PROVIDED DATA:
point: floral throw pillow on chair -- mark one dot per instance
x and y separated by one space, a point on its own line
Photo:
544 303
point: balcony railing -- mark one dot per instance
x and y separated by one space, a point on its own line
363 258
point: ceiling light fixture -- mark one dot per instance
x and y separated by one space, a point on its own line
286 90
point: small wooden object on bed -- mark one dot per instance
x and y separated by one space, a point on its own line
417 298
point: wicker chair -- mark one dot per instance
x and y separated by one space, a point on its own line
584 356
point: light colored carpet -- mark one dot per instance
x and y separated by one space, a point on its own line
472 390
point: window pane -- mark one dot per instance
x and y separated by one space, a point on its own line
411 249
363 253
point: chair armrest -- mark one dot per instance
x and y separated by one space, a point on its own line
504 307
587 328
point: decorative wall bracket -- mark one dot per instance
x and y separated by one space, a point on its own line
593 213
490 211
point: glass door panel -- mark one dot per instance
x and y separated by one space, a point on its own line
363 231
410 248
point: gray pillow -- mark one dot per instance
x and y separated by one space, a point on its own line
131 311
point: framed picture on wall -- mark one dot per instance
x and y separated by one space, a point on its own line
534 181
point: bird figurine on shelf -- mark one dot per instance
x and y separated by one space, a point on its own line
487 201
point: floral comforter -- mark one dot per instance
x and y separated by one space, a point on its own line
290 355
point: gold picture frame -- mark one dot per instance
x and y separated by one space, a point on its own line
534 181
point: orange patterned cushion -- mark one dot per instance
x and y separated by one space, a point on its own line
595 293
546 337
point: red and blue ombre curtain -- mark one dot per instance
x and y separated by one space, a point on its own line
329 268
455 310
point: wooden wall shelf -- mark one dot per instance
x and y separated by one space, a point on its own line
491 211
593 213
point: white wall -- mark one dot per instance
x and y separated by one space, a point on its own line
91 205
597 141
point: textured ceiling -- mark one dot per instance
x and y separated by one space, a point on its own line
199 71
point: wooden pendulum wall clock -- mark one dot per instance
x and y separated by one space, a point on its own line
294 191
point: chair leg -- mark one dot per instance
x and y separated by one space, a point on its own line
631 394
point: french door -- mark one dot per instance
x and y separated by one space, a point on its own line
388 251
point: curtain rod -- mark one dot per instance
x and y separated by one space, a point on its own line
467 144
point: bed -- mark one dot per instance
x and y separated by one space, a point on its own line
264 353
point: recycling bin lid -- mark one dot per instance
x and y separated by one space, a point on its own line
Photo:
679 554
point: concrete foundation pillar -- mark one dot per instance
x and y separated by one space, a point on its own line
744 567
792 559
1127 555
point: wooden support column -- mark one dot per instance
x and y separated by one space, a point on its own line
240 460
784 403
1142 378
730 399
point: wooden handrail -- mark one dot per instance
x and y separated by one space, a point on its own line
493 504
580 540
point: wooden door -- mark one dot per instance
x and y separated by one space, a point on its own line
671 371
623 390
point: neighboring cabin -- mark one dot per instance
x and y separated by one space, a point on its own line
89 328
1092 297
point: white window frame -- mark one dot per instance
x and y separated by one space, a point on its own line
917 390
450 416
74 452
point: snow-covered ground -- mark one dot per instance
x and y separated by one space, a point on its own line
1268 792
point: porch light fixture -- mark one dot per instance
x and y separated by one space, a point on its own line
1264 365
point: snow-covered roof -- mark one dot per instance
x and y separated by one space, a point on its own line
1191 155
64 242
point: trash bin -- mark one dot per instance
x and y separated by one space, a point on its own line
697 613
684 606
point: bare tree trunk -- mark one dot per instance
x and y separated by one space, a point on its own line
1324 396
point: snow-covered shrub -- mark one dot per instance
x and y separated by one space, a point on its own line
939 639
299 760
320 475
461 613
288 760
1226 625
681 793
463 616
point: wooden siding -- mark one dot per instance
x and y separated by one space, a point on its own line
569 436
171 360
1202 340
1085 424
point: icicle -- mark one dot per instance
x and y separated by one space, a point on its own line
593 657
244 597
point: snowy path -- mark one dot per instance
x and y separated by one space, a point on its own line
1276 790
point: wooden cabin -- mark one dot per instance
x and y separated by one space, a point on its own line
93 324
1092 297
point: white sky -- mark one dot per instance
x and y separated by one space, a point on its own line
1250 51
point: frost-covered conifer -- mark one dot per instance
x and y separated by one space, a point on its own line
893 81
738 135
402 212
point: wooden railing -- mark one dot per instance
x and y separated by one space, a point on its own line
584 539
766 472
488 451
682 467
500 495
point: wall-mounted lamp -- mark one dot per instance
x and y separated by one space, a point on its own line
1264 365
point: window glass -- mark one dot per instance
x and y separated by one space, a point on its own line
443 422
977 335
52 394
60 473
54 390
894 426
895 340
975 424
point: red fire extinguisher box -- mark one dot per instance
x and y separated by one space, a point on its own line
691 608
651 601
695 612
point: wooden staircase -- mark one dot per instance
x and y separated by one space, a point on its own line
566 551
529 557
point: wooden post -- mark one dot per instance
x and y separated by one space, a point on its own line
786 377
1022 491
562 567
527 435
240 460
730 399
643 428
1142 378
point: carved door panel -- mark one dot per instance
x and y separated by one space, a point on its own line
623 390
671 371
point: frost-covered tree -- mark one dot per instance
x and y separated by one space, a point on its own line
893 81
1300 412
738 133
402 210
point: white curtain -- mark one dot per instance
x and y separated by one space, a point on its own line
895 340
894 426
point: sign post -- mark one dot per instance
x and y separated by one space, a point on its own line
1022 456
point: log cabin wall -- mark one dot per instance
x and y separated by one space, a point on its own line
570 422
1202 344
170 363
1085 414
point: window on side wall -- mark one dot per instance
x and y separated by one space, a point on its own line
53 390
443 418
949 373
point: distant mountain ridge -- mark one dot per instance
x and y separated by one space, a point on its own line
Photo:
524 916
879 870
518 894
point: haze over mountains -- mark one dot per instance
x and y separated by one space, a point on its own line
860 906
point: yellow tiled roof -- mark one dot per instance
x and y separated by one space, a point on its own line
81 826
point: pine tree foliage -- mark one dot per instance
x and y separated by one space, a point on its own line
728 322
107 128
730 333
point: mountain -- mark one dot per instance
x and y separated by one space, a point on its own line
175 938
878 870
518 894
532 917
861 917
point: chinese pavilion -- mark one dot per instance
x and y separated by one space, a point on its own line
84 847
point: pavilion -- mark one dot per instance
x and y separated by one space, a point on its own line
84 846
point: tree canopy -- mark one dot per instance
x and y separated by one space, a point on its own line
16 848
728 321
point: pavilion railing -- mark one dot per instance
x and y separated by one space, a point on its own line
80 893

DIRECTIONS: Exactly the lines from the one containing "point: mountain -- mark one dot per instance" through the end of the records should be reproduced, and no others.

REPLY:
point: mountain -- mark one dot per instance
x and y separated by one space, a point on its own line
175 938
878 870
518 894
532 917
861 917
point: chinese pavilion -- mark one dot per instance
x and y separated by one space, a point on its own line
84 847
point: pavilion -- mark one dot per instance
x and y separated by one space, a point on its own line
84 846
point: tree canopy -- mark one dot per instance
x and y separated by one space, a point on its own line
16 848
728 321
point: pavilion railing -- mark one dot per instance
x and y separated by one space, a point on its own line
80 893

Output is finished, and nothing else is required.